Excerpts from pointing data:
** START **

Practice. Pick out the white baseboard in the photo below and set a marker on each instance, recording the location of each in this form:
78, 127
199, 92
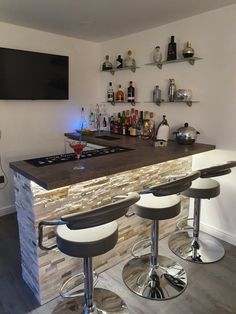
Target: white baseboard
7, 210
220, 234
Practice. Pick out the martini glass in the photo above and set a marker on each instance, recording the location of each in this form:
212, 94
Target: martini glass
78, 149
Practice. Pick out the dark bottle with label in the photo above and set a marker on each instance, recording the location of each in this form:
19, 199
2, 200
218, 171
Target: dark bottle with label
104, 122
140, 124
131, 93
171, 55
119, 62
110, 94
112, 124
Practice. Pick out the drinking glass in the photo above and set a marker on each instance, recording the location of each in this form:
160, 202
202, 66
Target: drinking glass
78, 147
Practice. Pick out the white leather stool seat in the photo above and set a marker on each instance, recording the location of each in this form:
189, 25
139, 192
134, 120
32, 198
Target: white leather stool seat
203, 188
87, 242
157, 207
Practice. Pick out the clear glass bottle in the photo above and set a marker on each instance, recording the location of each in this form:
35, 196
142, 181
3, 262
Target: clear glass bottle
157, 95
188, 51
83, 121
119, 62
131, 93
157, 55
172, 90
129, 60
140, 124
171, 54
163, 130
110, 94
91, 119
151, 125
107, 65
120, 96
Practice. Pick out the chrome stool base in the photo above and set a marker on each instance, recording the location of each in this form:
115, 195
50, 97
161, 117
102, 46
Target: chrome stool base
210, 250
162, 282
105, 302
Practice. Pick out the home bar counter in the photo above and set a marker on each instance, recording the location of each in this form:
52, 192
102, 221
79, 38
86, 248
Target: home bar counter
47, 193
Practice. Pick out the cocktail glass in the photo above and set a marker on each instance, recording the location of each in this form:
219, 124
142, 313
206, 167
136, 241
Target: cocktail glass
78, 149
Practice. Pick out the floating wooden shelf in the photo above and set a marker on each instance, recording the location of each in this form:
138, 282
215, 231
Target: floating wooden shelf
189, 60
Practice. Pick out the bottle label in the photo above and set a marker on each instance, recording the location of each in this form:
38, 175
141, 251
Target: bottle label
110, 96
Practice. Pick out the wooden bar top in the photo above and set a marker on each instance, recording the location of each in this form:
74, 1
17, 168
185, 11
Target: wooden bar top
143, 154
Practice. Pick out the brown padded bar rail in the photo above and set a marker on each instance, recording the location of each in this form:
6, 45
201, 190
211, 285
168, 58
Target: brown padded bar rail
174, 187
101, 215
216, 171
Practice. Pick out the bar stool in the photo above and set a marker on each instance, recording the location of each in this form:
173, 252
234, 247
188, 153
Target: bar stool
190, 244
154, 276
85, 235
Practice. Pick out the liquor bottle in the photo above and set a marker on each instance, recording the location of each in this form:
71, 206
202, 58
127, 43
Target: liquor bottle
129, 60
107, 65
151, 125
172, 90
120, 97
133, 127
116, 124
91, 119
112, 124
119, 62
123, 123
163, 131
131, 93
110, 94
157, 55
140, 125
157, 95
145, 134
104, 123
171, 54
188, 51
83, 121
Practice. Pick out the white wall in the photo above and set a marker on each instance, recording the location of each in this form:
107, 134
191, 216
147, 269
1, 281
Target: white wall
31, 128
213, 82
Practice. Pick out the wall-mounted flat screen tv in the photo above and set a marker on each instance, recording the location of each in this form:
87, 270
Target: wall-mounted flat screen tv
33, 75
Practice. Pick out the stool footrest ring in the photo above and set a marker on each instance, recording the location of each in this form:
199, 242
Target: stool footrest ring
180, 223
74, 291
147, 240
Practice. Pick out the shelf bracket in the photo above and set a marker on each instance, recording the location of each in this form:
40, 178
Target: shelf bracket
191, 61
189, 103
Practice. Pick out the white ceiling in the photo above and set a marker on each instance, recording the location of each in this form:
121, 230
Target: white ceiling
100, 20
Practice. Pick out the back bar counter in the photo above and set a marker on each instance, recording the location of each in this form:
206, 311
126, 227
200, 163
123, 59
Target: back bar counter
46, 193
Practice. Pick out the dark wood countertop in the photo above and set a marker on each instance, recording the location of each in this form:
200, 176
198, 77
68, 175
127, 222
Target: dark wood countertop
144, 154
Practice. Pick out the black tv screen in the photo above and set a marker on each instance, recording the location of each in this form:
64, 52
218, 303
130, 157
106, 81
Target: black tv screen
33, 75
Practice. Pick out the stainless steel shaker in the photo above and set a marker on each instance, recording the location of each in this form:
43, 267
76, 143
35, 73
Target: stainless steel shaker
172, 90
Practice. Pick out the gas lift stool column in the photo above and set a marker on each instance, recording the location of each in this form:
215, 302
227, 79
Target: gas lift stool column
153, 276
85, 235
190, 243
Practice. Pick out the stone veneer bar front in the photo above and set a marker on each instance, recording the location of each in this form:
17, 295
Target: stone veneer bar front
45, 271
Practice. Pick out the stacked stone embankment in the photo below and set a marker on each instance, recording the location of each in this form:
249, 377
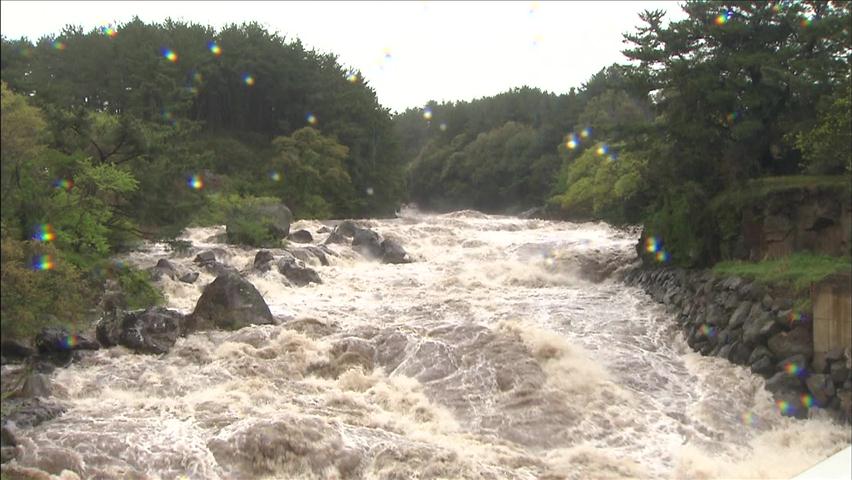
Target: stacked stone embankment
741, 321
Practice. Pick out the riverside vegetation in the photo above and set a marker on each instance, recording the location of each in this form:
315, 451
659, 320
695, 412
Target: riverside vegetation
137, 131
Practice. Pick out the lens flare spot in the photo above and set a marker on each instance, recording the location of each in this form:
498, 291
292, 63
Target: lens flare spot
748, 419
64, 183
723, 17
785, 407
214, 48
44, 233
195, 182
169, 54
652, 244
108, 30
42, 262
794, 369
168, 117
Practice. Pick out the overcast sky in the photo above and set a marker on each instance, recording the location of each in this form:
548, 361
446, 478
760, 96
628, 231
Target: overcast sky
410, 52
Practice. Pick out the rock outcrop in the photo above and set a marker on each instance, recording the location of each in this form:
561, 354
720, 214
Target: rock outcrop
154, 330
230, 302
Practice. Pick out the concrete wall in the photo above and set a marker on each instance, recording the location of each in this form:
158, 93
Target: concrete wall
832, 307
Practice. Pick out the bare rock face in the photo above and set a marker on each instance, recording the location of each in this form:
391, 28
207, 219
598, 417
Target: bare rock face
301, 236
229, 303
297, 273
154, 330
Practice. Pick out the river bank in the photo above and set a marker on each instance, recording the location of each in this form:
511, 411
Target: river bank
745, 323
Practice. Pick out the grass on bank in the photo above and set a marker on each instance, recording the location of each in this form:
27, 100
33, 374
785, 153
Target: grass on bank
758, 189
797, 271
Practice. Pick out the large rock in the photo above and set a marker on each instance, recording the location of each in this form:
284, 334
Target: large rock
297, 273
189, 277
392, 252
821, 387
205, 258
230, 302
367, 242
13, 351
781, 382
740, 315
799, 340
154, 330
57, 340
759, 327
301, 236
164, 268
263, 260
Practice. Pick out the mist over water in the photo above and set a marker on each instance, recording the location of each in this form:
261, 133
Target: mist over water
500, 353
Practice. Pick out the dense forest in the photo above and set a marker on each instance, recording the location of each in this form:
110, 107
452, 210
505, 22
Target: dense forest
734, 92
138, 130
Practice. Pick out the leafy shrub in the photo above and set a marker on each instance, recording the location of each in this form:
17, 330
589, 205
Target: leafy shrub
33, 299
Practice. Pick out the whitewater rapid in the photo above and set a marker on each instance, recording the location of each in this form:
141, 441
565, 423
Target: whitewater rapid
497, 354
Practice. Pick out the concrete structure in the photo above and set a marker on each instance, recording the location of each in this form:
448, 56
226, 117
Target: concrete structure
832, 308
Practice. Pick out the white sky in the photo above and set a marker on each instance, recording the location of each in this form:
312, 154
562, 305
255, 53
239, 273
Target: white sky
438, 50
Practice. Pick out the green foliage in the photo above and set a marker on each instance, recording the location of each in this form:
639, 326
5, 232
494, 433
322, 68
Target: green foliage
137, 288
494, 154
34, 299
313, 179
797, 271
827, 148
684, 225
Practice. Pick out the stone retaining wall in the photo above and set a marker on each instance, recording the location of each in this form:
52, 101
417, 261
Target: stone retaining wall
742, 322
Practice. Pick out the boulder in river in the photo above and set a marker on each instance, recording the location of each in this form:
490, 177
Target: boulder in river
13, 351
301, 236
164, 268
53, 340
189, 277
230, 302
297, 273
392, 252
367, 242
207, 257
154, 330
262, 260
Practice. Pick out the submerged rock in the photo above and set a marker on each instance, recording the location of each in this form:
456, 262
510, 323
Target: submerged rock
392, 252
154, 330
296, 273
57, 340
301, 236
263, 260
230, 302
189, 277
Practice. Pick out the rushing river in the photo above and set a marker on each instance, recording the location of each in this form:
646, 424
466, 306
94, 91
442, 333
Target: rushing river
494, 355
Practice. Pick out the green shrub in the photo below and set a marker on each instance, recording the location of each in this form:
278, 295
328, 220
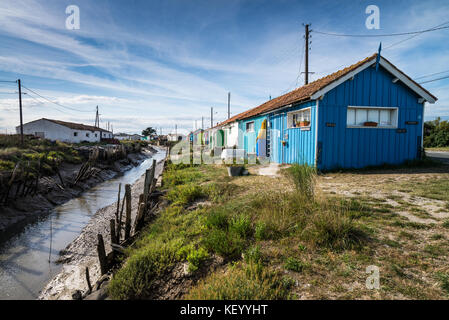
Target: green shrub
252, 282
241, 225
185, 194
294, 264
304, 179
226, 244
444, 280
217, 219
253, 255
261, 231
134, 279
333, 230
6, 165
196, 258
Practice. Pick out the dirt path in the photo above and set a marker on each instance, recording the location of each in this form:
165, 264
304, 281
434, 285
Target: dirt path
81, 253
394, 188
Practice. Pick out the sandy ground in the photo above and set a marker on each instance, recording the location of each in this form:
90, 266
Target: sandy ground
387, 186
82, 252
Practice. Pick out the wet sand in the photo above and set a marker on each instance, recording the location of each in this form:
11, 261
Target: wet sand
82, 252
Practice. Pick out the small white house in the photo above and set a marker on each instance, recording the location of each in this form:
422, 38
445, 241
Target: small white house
64, 131
125, 136
176, 137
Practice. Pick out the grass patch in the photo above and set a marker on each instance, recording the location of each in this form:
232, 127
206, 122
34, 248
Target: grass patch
294, 264
249, 282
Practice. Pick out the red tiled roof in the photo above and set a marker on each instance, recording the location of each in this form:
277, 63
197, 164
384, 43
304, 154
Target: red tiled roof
305, 92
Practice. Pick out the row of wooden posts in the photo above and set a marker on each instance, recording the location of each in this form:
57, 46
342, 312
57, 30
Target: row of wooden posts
117, 225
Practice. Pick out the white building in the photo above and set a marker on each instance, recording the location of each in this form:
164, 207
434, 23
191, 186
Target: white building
64, 131
176, 137
125, 136
232, 134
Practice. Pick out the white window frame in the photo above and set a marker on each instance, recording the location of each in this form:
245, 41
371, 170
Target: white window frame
301, 111
394, 118
246, 126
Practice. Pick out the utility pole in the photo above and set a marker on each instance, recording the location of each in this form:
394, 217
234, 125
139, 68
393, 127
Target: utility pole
20, 105
97, 119
211, 117
229, 105
307, 54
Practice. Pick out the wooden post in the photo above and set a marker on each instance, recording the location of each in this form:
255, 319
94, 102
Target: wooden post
139, 218
128, 211
113, 232
89, 285
102, 255
148, 182
119, 225
118, 202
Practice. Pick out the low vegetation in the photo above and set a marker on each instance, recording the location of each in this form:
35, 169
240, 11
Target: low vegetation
283, 238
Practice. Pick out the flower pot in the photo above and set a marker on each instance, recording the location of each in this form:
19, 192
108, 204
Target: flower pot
235, 171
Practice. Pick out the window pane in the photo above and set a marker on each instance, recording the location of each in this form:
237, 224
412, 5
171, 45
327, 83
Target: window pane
373, 115
385, 117
351, 117
361, 116
307, 115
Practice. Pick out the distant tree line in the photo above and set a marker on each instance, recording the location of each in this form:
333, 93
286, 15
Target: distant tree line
436, 133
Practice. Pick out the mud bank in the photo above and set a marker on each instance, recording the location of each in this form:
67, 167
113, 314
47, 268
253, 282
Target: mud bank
82, 252
51, 193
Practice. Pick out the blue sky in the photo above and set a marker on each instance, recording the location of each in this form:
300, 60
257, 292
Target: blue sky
161, 63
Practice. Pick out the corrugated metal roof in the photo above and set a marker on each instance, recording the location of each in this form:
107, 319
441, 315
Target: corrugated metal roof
76, 126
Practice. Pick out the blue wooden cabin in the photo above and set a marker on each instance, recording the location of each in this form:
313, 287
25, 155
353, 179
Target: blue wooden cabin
368, 114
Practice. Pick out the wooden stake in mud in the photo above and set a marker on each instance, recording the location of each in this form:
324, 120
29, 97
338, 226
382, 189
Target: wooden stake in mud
118, 202
113, 232
139, 218
102, 255
89, 285
128, 211
149, 176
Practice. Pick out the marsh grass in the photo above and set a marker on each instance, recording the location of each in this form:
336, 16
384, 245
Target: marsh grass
242, 282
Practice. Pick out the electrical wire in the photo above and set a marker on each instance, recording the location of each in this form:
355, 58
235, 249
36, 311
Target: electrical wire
446, 77
58, 104
413, 36
381, 35
429, 75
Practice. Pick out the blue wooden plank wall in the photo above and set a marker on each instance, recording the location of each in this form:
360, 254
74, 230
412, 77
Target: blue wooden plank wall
344, 147
300, 144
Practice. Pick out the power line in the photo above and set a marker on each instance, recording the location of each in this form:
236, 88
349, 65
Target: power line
381, 35
40, 102
58, 104
413, 36
432, 74
446, 77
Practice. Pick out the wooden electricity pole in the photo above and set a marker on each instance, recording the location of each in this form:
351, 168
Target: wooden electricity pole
307, 55
229, 105
211, 117
20, 106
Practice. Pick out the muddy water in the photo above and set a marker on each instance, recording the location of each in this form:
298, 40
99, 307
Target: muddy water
27, 261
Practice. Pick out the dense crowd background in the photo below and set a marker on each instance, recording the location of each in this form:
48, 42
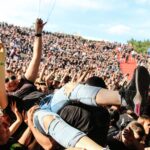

** END **

■ STATED PROBLEM
From the rows above, pull out each line that contains the string "power" and copy it in full. Case counts.

■ RESPONSE TO THE TASK
Practice. Pick out the power line in the photo above and set a marker on each instance, recording the location of each in this form:
Target: power line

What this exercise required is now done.